> _PROVIDED DATA_:
---+---
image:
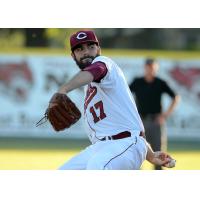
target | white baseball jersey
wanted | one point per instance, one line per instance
(109, 105)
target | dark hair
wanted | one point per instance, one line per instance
(150, 61)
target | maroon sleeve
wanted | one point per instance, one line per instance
(98, 70)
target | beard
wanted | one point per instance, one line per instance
(85, 61)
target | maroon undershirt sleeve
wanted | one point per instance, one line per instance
(98, 70)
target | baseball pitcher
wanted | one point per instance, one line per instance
(115, 128)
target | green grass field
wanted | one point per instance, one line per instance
(43, 154)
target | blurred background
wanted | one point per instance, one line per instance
(35, 62)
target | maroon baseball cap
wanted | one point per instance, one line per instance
(82, 37)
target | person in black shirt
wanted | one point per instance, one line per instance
(148, 91)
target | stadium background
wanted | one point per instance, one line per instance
(34, 62)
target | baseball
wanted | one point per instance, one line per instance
(171, 164)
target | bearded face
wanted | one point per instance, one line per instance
(85, 53)
(85, 61)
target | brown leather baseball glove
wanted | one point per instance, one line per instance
(61, 113)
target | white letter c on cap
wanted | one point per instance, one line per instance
(81, 35)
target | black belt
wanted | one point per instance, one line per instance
(121, 135)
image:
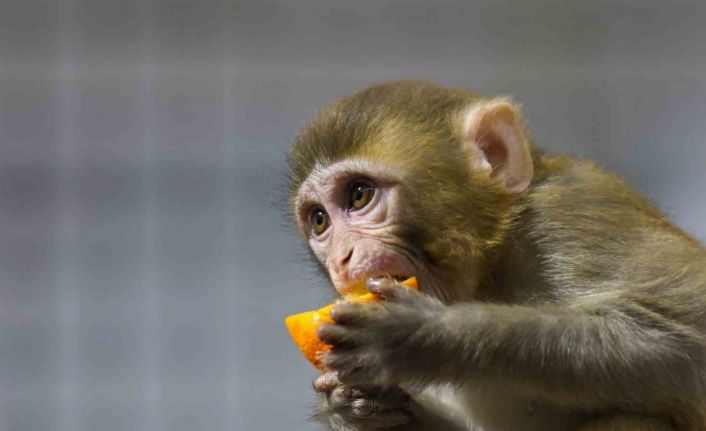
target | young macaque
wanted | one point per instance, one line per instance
(553, 297)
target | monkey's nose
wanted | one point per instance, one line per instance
(346, 259)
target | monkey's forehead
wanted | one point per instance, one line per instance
(324, 178)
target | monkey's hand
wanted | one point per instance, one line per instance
(382, 343)
(348, 408)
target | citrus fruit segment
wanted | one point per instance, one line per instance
(302, 326)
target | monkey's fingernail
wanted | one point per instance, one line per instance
(373, 284)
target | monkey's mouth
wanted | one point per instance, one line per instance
(359, 287)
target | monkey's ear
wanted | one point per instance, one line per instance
(494, 135)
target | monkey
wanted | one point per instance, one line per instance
(552, 296)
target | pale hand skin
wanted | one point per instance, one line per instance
(361, 408)
(373, 342)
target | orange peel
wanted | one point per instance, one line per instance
(302, 326)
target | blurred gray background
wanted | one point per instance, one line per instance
(145, 260)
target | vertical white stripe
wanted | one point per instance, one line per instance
(151, 310)
(67, 282)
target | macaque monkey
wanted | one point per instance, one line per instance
(553, 297)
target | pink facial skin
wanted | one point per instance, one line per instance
(358, 244)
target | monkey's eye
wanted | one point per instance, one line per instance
(319, 221)
(360, 194)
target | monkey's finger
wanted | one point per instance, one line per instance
(327, 382)
(335, 335)
(349, 313)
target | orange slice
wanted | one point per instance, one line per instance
(302, 326)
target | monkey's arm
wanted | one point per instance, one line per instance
(622, 353)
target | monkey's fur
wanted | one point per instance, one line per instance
(587, 310)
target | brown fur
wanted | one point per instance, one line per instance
(578, 245)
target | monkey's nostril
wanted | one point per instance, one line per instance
(347, 259)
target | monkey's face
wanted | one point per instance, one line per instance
(408, 180)
(352, 215)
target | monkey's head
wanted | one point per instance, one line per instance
(409, 178)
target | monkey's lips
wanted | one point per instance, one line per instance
(383, 267)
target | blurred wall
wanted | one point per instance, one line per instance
(145, 261)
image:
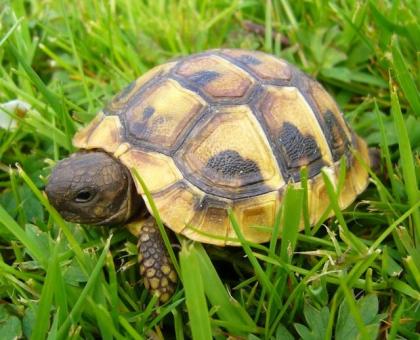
---+---
> _AIM_: Present the lines above as a numbered list, leaving out blank lines and the pictures.

> _OUTPUT OF THE EXERCISE_:
1. image:
2. target | white baseball jersey
3. wanted | one point per instance, one line per instance
4. (109, 105)
5. target | dark hair
6. wanted | one point per instance, one line per instance
7. (150, 61)
8. target | maroon sleeve
9. wanted | one point per instance, one line per instance
10. (98, 70)
11. target | beard
12. wanted | one point per instance, one line per instance
13. (85, 61)
14. target | maroon undershirt sleeve
15. wanted | one point per instance, one line per instance
16. (98, 70)
17. target | baseball pitcher
18. wanted | one point per instance, one line per instance
19. (115, 128)
20. target | green grass field
21. wanted | one point per instance, one line per instance
22. (43, 154)
23. target | blurred background
24. wanted | one point per instance, one line per instance
25. (35, 62)
26. target | maroon baseball cap
27. wanted | one point per instance, one line per instance
28. (82, 37)
29. target | person in black shirt
30. wanted | one point per instance, one line per instance
31. (148, 91)
32. target | stadium background
33. wanted | one point per instance, one line per instance
34. (34, 62)
35. target | baseball
36. wanted | one point per instance, one line per instance
37. (171, 164)
38. target | bearded face
39. wanted | one point per instance, one line per instance
40. (85, 53)
41. (85, 61)
42. target | brown leather baseball glove
43. wanted | one point per instance, one line per instance
44. (61, 113)
45. target | white letter c on cap
46. wanted | one point per instance, one line per instance
47. (81, 35)
48. target | black belt
49. wanted | one point per instance, one line per instance
50. (121, 135)
51. image:
52. target | young macaque
53. wanted | one point per instance, one line per instance
54. (553, 297)
55. target | monkey's nose
56. wanted | one point per instance, one line per instance
57. (346, 259)
58. target | monkey's forehead
59. wanted | one point per instance, one line per instance
60. (324, 178)
61. target | monkey's hand
62. wanted | one point per instance, one line per instance
63. (382, 343)
64. (348, 408)
65. target | citrus fruit segment
66. wanted | one point per instance, one line per instance
67. (302, 326)
68. target | monkey's fingernail
69. wanted | one point per instance, one line per instance
70. (373, 284)
71. target | monkey's mouth
72. wanted | one point per instance, one line per instance
73. (359, 287)
74. target | monkey's ear
75. wanted | one point per instance, one line per instance
76. (494, 135)
77. target | monkey
78. wanted | one point per instance, one line per instance
79. (552, 296)
80. target | pale hand skin
81. wanted | one point per instance, one line per instance
82. (361, 408)
83. (373, 342)
84. target | orange peel
85. wanted | one point per instance, one line per instance
86. (302, 326)
87. target | blurred gray background
88. wanted | one point per instance, one line per instance
89. (145, 260)
90. target | vertical white stripe
91. wanted | one point per instance, one line per instance
92. (151, 310)
93. (67, 282)
94. target | macaque monkey
95. wanted | one point per instance, one line per instance
96. (553, 297)
97. target | pink facial skin
98. wanted | one point per instance, one line per instance
99. (358, 244)
100. target | monkey's eye
101. wanted | one point per instance, one line per instance
102. (319, 221)
103. (360, 194)
104. target | monkey's finger
105. wanted | one point per instance, one line per instance
106. (327, 382)
107. (335, 335)
108. (349, 313)
109. target | orange slice
110. wanted | one point per instance, one line per instance
111. (302, 326)
112. target | monkey's arm
113. wanted | one point per instance, one line per instance
114. (622, 353)
115. target | monkey's fur
116. wanted | one point per instance, one line per instance
117. (587, 310)
118. target | brown fur
119. wanted | one point per instance, one line per instance
120. (578, 245)
121. target | monkey's nostril
122. wanted | one point per instance, one line per instance
123. (347, 259)
124. target | monkey's face
125. wanted | one point per instance, one line per instance
126. (408, 180)
127. (352, 215)
128. target | monkey's head
129. wanted | one point per instance, one line per instance
130. (409, 178)
131. target | monkey's lips
132. wanted | one point per instance, one line per instance
133. (383, 267)
134. target | blurred wall
135. wanted | one point per instance, one line per instance
136. (145, 261)
137. image:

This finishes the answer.